>> start RECORDS FOR PROCESSING

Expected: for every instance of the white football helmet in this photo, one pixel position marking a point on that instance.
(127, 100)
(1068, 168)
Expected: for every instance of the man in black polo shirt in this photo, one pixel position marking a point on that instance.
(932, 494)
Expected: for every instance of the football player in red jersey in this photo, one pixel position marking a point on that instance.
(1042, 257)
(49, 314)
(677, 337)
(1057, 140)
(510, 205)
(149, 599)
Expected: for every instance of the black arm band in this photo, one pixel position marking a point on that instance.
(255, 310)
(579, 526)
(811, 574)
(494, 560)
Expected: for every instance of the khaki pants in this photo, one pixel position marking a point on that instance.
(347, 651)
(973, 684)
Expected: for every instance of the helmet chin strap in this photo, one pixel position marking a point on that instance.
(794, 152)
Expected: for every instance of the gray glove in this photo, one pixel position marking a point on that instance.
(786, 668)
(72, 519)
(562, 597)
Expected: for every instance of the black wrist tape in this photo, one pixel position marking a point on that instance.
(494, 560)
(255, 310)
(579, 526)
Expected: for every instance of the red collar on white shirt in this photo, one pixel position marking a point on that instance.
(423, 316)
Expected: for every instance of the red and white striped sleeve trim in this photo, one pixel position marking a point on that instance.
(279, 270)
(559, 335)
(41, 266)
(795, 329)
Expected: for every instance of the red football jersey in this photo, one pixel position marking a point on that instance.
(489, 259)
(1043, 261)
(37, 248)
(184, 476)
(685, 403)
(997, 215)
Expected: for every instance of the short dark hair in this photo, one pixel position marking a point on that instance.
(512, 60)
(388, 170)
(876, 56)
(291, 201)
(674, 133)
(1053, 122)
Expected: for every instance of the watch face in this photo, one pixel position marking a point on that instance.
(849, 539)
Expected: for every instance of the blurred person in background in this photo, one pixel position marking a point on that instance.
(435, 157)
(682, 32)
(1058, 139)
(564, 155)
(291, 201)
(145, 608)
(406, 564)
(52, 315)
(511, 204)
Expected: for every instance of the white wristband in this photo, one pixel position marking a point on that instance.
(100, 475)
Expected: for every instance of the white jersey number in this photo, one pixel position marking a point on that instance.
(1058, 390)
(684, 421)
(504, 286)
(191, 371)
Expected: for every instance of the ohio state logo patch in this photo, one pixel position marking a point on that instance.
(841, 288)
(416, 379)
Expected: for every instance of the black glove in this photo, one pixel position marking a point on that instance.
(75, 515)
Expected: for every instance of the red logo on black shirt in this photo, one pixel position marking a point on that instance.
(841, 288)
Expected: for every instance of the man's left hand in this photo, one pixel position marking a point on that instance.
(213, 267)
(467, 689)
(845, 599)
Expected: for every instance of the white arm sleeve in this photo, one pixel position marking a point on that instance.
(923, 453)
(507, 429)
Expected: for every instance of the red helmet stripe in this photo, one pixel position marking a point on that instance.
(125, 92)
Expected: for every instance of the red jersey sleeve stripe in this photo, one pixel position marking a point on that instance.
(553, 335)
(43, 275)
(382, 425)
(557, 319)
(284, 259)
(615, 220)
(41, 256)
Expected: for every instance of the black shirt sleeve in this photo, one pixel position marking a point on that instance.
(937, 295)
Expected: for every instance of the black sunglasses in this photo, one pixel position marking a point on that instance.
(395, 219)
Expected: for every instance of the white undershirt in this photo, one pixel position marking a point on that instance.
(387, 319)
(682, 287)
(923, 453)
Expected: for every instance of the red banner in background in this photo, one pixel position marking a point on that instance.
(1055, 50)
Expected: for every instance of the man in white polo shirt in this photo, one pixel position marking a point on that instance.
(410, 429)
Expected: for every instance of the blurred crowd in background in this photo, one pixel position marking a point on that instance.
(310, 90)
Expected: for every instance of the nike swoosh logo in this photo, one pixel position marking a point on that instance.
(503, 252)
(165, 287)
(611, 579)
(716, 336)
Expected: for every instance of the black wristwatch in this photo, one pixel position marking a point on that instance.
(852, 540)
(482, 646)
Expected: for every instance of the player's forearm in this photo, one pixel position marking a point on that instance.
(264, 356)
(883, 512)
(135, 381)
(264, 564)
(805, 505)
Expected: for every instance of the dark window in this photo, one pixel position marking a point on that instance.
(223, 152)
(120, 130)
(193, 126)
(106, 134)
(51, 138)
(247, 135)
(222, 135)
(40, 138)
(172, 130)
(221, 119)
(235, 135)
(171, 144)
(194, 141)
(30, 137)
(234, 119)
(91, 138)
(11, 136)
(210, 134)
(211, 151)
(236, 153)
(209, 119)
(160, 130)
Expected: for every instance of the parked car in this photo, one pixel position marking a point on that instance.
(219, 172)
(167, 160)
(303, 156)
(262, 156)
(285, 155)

>> end RECORDS FOR PROCESSING
>> start RECORDS FOR PROCESSING

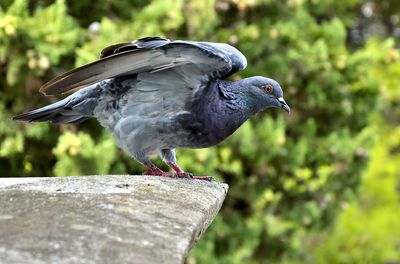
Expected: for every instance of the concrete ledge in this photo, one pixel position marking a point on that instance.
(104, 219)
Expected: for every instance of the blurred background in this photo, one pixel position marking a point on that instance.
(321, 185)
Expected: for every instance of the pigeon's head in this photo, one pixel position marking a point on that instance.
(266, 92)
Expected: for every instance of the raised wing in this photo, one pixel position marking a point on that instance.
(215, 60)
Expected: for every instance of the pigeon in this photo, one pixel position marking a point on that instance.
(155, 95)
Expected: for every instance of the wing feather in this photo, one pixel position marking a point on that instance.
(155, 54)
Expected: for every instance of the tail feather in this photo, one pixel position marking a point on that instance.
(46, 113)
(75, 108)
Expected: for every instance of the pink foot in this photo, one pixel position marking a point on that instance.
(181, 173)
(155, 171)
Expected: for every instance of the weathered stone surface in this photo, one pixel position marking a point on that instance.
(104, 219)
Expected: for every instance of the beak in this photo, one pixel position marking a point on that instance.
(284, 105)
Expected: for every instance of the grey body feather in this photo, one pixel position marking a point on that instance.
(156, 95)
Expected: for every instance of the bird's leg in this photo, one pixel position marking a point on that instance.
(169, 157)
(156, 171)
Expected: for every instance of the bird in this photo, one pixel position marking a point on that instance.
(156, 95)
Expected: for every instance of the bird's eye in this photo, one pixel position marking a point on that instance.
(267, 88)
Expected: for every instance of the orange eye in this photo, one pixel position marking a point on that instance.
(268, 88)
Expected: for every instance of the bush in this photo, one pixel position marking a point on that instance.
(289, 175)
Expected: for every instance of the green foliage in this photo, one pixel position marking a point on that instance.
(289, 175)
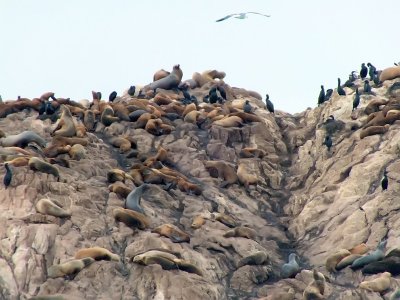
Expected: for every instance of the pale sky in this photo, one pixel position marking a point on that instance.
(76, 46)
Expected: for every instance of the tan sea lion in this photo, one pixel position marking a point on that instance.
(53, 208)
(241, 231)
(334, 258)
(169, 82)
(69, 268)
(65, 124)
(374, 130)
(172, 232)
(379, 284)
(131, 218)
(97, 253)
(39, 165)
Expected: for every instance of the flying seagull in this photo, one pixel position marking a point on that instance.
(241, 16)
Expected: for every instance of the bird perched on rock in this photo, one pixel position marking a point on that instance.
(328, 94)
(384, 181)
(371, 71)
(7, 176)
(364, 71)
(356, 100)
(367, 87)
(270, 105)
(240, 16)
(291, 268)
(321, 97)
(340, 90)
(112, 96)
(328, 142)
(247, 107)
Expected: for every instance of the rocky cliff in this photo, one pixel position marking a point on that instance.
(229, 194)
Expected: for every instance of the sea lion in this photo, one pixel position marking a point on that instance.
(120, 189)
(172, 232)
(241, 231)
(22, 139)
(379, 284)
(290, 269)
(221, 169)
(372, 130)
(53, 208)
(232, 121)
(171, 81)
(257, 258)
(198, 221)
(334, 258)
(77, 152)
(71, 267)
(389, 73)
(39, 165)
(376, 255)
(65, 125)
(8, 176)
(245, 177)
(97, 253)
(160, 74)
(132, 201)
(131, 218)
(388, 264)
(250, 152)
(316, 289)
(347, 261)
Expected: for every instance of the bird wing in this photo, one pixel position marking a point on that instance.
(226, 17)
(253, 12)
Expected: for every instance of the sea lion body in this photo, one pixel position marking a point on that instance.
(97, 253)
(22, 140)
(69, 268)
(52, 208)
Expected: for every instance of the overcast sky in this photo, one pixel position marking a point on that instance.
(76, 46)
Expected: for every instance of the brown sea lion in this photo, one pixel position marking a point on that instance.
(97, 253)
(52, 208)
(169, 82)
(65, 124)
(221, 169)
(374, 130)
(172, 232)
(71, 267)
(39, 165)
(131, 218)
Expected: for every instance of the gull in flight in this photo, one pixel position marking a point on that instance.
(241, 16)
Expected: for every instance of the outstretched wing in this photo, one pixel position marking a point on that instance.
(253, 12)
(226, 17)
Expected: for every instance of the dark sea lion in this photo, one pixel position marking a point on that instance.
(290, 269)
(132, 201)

>> end RECORDS FOR PROCESSING
>> start RECORDS FOR PROCESSING

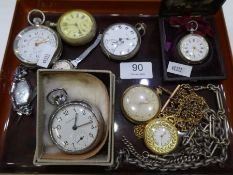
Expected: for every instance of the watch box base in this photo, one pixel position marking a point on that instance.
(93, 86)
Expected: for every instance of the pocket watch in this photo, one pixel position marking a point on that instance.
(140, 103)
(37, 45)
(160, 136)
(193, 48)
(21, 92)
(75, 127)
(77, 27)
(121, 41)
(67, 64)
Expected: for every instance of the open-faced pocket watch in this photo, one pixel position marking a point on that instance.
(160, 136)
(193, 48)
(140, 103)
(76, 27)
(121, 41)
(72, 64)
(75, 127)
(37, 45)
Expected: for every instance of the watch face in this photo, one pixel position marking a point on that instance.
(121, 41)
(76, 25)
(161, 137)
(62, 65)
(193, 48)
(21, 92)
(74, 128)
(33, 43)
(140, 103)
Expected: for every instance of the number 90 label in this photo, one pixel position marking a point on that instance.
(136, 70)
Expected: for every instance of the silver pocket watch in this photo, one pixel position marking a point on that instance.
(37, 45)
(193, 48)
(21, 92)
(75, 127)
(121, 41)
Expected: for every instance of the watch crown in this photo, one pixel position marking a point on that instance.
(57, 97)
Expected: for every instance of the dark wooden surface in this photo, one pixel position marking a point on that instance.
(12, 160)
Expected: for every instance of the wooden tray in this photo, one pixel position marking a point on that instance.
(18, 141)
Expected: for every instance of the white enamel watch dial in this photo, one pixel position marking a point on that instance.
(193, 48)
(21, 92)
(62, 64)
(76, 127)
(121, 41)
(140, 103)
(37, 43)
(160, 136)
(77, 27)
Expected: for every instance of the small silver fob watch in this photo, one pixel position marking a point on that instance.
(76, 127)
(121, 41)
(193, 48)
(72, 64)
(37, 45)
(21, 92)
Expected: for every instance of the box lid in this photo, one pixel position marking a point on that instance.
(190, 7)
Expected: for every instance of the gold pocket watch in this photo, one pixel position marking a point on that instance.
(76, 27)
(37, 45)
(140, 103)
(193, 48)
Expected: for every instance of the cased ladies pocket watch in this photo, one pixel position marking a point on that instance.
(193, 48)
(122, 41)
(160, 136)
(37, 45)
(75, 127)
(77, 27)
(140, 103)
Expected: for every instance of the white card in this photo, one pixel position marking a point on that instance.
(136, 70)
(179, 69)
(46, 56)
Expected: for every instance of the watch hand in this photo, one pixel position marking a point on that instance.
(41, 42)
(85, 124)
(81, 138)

>> end RECORDS FOR PROCESSING

SHORT PROBLEM. Find each line in the entries above that contains the string "hand", matching case exactly, and copy every such line in full.

FULL SOLUTION.
Expected: for every instance of the man's left hand in this photo, one pixel position marking a point on that instance.
Expected: for every instance of the watch hand in this photo, one pixel position marking a point on that instance.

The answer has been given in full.